- Stated exercise -
Rewrite the material below, changing every "tag a point on" to "place a point on" and leaving everything else untouched.

- Excerpts from a pointing dataset -

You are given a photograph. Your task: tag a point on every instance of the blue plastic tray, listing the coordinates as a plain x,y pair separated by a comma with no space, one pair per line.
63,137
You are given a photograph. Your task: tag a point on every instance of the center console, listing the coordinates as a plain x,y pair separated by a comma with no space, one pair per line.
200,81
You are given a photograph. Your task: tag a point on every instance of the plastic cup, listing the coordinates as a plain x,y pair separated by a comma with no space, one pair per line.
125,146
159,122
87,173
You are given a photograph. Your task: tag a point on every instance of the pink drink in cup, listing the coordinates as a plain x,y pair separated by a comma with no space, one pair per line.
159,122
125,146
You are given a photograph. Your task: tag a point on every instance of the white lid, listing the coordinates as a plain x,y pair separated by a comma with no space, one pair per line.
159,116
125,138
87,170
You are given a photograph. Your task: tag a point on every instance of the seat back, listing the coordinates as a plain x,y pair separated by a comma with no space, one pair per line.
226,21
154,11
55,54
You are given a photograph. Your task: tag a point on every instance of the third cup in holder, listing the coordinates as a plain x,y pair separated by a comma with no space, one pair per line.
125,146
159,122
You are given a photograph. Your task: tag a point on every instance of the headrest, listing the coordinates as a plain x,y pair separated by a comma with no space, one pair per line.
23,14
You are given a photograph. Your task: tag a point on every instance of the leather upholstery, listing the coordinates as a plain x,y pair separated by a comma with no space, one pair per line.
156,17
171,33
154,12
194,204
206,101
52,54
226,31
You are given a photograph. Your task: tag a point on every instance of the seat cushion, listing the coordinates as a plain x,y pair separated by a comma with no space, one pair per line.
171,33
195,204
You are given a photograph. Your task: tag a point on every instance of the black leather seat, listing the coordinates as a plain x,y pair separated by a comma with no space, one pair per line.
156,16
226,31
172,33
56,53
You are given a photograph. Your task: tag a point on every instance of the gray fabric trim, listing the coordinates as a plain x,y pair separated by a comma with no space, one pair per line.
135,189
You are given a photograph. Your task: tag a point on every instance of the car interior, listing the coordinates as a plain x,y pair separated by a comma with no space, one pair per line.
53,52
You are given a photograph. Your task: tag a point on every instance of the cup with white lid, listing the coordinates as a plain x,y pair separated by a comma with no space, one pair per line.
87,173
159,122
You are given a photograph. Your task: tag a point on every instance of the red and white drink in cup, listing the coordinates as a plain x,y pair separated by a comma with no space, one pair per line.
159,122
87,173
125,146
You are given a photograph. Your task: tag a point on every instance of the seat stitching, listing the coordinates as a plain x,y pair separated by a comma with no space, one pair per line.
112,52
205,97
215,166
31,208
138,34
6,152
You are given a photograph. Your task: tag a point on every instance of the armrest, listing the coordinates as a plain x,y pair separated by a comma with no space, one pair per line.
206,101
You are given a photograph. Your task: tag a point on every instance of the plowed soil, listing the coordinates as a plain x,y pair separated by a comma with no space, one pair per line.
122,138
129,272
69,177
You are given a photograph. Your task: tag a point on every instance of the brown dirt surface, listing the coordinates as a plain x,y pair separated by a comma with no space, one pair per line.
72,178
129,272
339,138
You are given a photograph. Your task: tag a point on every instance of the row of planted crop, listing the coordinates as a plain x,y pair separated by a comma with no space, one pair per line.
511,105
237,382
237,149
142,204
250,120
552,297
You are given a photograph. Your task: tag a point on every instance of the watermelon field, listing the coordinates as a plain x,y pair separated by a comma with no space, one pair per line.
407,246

- Solution for this task -
You are given a photograph. Your task: place a point on every instance of the blue plastic tray, listing the coordinates as a plain x,y pair separated by a comma with no space, one pair per line.
63,137
You are given a photograph. Your task: place a point on every instance of the center console, listing the coordinates as a plain x,y pair separated by a comma with no space, one pair per line.
200,81
You are given a photograph. Your task: place a point on every instance of the plastic cup, listing the coordinates as a plain x,y pair separated by a comma with no space, one pair per line.
125,146
159,122
87,173
You are given a photograph. Your task: place a point on every instance of the pink drink in cup, listing the coordinates as a plain x,y pair separated by a comma with no space, one pair per line.
159,122
125,146
You are given a photograph. Your task: place a point on every instance of the white lid, listing the coordinates as a plain x,y pair separated by a comma with no space, one pair per line.
159,116
125,138
87,170
You are given a photograph. Your task: place a point on every instance of the seat back, listing the coordinates as a plain x,y pair separated by a comma with no space, one pair per line.
226,21
154,11
55,54
You are given a photograph. Your task: place a point on every instance of the third cup in holder, listing the coordinates as a plain x,y pair separated by a comma with no space, one pair per line.
125,146
159,122
You are given a photograph. Your task: place a point on every instance of the headrest, listing the coordinates as a plain x,y pair separated by a comma with no space, one pair per line.
23,14
You are given a photograph. Your task: place a point on every instance of the leather upholstery, listing the coordinates as a plain x,y pair separated by a comma with no space, one pair per line.
156,17
171,33
154,12
194,204
206,101
52,54
226,31
You are given a photograph. Your task: place a point on every instance of the seat cushion, listing the coordinates as a plain x,y pair separated by a comma with no space, one pair per line.
171,33
195,204
You are given a photograph. Your task: place a point on every instance of the black leather seat, listing the coordinates as a plain x,y pair separated by a comma with no space, one pair per line.
156,16
226,31
172,33
56,53
You are given a photograph. Your task: place a point on every instance of the gray fabric trim, listing the coordinates as a plain x,y pair separated by a comma with no space, one pair per line.
135,189
You are given a photograph. Your task: place a point on every instance of the car interior, listing the coordinates as a plain x,y pair separated by a comma with no space, one pair per line.
53,52
You are given a photograph. Your task: place a point on every instance of the cup with white lid, listing the coordinates as a plain x,y pair separated by a comma with no space, one pair per line.
87,173
159,122
You are given a photograph. Your task: place a point on every instance of the red and white drink in cup, listing the coordinates as a plain x,y pair separated by a comma with no space, one pair per line.
159,122
87,173
125,146
You are given a photograph. Your task: place a point on every instance of the seat stitching, listing the coordinates as a plain x,y pair separated by a comma with no space, one pair per line.
112,52
205,97
215,166
31,208
138,34
6,152
You are given a photograph. Your task: place a point on every instance of the armrest, listing the coordinates as a plain x,y pair separated by a comma with no space, one pair per line.
206,101
You are given a photograph. Your task: place a point on every instance of the plowed soil, listing the coordinates as a plain x,y pair separated by a comma with no space, one pair per line.
122,138
129,272
69,177
You are given a photograph. Your task: place a point on every instance of the brown dirt surface, listing the coordinates as a plain x,y pair separated by a comma with no space, one pair per line.
72,178
129,272
339,138
You are given a photograph. Your task: place a point on every instance of the row of planted crop, listing the coordinates as a plain x,y pair separated by a comma with no space, one pair per line.
511,105
237,382
237,149
142,204
250,120
552,297
You are given a photograph. Your task: place a point on every instance of the watermelon field, listing the coordinates as a plain x,y pair separated by a comma with no space, one pair per line.
407,246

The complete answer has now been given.